── FRAGMENTO CITADO
La igualdad es solo una suposición. Una ilusión, si usted lo prefiere. Lo es en la medida en que nunca ha existido, y en la de que tal vez no sea ni factible. Pero sin ella no solo habría terminado la historia que Fukuyama cree que ya terminó; tampoco sería posible legitimar el poder, la política, la organización social, la democracia. Y los postmodernos, todos aquellos que ya le escupieron el rostro al discurso, a la historia, a la filosofía, a la ética, van a inaugurar el próximo milenio desde el borde de una trampa inesperada: el apogeo de la ética.

El primer mundo occidental prescindió siempre de una justificación ética. Le regaló desdeñosamente al otro bloque la superioridad moral. Reclamó para sí solo la eficacia. Cuando sobrevino la catástrofe del Este fue más fácil que nunca suponer que lo que se había derrumbado no eran el autoritarismo y la estupidez, sino la igualdad. Desde entonces ya no solo se prescinde de la igualdad: se la desprecia, se la estigmatiza públicamente, sin asomo alguno de vergüenza ni pudor.
────
_TAREA REQUERIDA 1_
Reescribe las entradas comprendidas entre la línea que contiene "In the photo above, where can the round wicker" y la que contiene "point(451, 288)", ambas incluidas, con las solicitudes. Suma 123 a cada número de las coordenadas de las respuestas y deja sin cambios las solicitudes y su formato de muestra.
── LOS DATOS
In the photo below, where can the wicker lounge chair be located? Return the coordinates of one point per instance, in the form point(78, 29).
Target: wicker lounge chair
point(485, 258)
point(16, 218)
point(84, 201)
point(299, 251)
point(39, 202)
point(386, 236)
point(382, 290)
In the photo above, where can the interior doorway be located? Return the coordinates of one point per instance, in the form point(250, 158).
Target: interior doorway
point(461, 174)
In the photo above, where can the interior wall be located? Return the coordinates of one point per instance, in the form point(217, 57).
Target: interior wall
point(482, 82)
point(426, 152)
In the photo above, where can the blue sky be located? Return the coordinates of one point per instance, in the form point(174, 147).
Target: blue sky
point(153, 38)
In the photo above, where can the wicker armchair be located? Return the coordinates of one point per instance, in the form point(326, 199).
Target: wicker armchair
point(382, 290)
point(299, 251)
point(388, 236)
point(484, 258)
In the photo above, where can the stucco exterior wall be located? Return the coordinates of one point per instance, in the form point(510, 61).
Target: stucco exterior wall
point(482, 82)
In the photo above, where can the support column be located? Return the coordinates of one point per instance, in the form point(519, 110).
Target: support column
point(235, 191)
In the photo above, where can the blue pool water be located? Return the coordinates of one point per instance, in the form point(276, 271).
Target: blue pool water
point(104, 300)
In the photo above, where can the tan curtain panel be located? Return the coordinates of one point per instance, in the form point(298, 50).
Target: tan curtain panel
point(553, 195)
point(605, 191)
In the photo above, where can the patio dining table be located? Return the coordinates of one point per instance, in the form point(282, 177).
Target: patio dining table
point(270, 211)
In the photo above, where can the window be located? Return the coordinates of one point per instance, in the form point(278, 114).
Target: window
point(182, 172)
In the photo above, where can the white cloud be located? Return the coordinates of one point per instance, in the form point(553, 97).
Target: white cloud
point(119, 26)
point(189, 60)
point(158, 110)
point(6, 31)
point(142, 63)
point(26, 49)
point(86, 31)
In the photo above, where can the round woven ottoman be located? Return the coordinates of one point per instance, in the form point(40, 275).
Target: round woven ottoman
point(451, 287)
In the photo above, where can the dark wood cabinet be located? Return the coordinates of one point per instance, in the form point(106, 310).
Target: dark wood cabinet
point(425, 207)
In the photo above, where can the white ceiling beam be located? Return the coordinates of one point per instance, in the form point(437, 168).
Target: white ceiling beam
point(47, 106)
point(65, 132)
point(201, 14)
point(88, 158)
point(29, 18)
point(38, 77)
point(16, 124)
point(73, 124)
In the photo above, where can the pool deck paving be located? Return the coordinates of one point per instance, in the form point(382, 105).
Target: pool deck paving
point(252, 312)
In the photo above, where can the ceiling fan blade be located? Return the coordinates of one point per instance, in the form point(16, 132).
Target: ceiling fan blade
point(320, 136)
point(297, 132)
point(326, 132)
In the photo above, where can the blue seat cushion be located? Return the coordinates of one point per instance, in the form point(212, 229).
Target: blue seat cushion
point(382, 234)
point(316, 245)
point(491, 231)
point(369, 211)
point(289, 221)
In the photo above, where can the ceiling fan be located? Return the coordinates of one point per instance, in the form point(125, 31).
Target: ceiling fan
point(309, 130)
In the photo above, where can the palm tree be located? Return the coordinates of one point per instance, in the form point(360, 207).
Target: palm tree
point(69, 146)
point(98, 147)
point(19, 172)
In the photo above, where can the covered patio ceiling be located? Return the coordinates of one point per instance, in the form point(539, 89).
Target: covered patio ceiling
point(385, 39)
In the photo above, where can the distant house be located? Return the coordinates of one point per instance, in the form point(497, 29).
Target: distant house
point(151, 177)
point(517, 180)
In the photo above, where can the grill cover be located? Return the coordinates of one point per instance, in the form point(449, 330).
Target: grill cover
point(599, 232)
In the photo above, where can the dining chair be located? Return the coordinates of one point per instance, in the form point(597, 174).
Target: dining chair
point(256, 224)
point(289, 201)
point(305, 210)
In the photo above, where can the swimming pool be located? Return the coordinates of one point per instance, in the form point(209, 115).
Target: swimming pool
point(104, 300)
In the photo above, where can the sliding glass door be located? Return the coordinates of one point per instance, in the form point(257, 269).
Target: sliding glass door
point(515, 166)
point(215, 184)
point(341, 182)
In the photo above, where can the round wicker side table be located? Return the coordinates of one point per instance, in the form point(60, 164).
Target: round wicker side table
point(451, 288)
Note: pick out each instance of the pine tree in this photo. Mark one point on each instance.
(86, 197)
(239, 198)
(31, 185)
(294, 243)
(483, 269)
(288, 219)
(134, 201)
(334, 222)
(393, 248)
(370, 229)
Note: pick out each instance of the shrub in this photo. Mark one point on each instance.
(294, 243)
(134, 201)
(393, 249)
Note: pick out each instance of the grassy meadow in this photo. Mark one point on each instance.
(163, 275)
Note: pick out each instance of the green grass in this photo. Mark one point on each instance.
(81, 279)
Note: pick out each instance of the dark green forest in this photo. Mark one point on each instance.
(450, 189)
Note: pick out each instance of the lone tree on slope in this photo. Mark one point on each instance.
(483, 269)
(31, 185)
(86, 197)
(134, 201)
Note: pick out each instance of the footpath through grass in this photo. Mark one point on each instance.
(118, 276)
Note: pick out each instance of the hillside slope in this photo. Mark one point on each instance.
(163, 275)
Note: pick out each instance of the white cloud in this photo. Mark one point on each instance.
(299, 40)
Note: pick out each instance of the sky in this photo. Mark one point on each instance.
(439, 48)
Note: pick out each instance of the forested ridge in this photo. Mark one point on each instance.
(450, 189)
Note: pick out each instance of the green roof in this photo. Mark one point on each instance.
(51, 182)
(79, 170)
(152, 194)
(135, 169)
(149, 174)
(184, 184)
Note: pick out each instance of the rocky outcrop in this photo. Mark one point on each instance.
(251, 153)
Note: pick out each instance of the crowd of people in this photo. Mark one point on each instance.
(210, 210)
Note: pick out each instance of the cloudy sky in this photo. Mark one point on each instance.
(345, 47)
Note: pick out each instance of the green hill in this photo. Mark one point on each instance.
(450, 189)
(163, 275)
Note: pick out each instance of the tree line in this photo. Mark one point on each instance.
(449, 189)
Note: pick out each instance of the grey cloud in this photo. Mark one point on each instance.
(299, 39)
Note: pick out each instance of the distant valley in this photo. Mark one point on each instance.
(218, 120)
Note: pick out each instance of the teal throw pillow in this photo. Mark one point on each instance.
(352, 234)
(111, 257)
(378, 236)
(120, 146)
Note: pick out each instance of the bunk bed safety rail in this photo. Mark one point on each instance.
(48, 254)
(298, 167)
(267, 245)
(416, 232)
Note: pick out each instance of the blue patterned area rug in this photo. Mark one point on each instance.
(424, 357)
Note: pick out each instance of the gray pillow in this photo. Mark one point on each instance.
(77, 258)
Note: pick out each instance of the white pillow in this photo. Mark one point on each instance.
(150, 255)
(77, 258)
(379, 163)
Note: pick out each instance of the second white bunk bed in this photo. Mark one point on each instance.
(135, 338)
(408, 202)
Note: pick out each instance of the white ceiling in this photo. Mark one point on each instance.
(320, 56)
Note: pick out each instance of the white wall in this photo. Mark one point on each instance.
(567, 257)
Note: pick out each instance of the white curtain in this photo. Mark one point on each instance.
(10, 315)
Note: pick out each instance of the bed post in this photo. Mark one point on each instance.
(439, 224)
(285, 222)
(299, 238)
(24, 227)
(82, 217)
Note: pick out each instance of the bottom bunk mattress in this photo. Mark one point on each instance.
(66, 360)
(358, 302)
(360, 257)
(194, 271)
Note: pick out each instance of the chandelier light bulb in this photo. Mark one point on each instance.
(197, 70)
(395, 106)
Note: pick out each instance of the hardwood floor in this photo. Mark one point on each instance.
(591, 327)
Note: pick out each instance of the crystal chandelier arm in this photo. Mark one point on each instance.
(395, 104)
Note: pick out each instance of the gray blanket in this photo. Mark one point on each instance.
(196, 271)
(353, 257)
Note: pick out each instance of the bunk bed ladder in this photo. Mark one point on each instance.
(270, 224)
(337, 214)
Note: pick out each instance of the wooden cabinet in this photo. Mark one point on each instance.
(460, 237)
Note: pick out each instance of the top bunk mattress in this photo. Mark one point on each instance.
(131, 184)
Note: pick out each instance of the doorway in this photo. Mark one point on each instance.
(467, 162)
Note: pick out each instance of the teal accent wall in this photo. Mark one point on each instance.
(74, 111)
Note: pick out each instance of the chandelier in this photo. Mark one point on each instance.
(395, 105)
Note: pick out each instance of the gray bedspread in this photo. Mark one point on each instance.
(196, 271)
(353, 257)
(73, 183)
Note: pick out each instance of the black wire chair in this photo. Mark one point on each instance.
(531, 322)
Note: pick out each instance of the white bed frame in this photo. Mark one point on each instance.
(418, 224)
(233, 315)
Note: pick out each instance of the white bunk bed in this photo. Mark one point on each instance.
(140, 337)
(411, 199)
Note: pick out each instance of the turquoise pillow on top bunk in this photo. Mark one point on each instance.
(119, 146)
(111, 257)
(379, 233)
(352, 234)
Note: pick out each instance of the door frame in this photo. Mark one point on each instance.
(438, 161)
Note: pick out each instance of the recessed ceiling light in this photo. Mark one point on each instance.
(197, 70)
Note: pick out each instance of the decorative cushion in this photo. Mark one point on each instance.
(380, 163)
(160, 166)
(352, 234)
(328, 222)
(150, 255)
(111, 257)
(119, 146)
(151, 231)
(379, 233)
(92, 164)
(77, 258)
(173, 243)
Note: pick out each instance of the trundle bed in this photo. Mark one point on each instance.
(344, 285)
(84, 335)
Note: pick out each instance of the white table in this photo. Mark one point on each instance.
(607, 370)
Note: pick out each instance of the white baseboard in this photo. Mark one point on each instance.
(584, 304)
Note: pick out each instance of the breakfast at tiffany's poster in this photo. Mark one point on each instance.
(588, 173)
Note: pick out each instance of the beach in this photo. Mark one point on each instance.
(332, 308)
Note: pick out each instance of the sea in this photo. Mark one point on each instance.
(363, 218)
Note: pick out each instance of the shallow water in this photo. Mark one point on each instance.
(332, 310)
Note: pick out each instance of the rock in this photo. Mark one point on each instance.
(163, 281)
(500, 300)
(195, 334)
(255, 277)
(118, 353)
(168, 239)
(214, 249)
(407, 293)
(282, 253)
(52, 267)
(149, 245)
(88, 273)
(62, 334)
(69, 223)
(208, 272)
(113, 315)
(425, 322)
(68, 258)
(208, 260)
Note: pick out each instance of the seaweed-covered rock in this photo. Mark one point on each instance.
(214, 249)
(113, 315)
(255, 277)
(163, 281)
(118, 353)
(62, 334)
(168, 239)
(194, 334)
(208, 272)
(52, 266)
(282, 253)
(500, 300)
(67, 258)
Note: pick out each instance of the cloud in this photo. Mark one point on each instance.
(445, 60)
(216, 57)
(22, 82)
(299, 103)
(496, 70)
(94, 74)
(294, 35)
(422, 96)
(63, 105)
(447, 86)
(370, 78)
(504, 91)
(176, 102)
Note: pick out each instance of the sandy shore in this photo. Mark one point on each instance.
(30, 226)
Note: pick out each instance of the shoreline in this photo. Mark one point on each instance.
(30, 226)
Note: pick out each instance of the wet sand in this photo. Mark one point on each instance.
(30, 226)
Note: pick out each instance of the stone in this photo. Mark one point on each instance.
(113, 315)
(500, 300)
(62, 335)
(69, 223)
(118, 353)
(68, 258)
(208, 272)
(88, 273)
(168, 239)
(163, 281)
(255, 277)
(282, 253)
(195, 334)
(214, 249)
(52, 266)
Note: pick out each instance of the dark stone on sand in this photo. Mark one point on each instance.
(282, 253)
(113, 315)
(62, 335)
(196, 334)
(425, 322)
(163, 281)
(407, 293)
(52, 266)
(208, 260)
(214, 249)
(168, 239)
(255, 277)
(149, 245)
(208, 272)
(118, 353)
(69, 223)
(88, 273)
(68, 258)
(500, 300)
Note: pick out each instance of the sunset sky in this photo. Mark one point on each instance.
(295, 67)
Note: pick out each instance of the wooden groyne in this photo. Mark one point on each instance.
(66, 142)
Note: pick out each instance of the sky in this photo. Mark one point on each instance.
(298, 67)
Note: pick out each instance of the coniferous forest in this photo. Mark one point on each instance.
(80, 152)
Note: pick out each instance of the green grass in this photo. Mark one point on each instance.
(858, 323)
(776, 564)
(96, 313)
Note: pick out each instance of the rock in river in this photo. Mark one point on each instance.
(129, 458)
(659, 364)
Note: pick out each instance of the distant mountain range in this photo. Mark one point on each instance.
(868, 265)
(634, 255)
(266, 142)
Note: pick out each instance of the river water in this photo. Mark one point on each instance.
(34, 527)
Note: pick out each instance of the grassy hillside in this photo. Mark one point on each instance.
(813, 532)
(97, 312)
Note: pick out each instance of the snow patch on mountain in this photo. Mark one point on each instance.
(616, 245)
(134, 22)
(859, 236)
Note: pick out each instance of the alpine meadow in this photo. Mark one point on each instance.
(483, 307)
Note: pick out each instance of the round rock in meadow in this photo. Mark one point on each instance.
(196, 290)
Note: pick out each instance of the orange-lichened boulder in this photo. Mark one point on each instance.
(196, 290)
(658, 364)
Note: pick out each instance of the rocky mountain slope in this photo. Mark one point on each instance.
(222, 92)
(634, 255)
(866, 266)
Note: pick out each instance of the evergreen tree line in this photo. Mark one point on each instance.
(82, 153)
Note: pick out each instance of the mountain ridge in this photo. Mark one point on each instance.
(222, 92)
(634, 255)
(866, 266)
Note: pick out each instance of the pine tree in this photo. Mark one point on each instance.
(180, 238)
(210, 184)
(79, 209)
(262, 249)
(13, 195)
────
_TAREA REQUERIDA 2_
Según el fragmento, ¿qué reclamó para sí el primer mundo occidental?

_RESPUESTA DEL EJERCICIO 1_
In the photo above, where can the round wicker side table be located? Return the coordinates of one point per instance, in the form point(60, 164).
Target: round wicker side table
point(574, 411)

_RESPUESTA DEL EJERCICIO 2_
Solo la eficacia.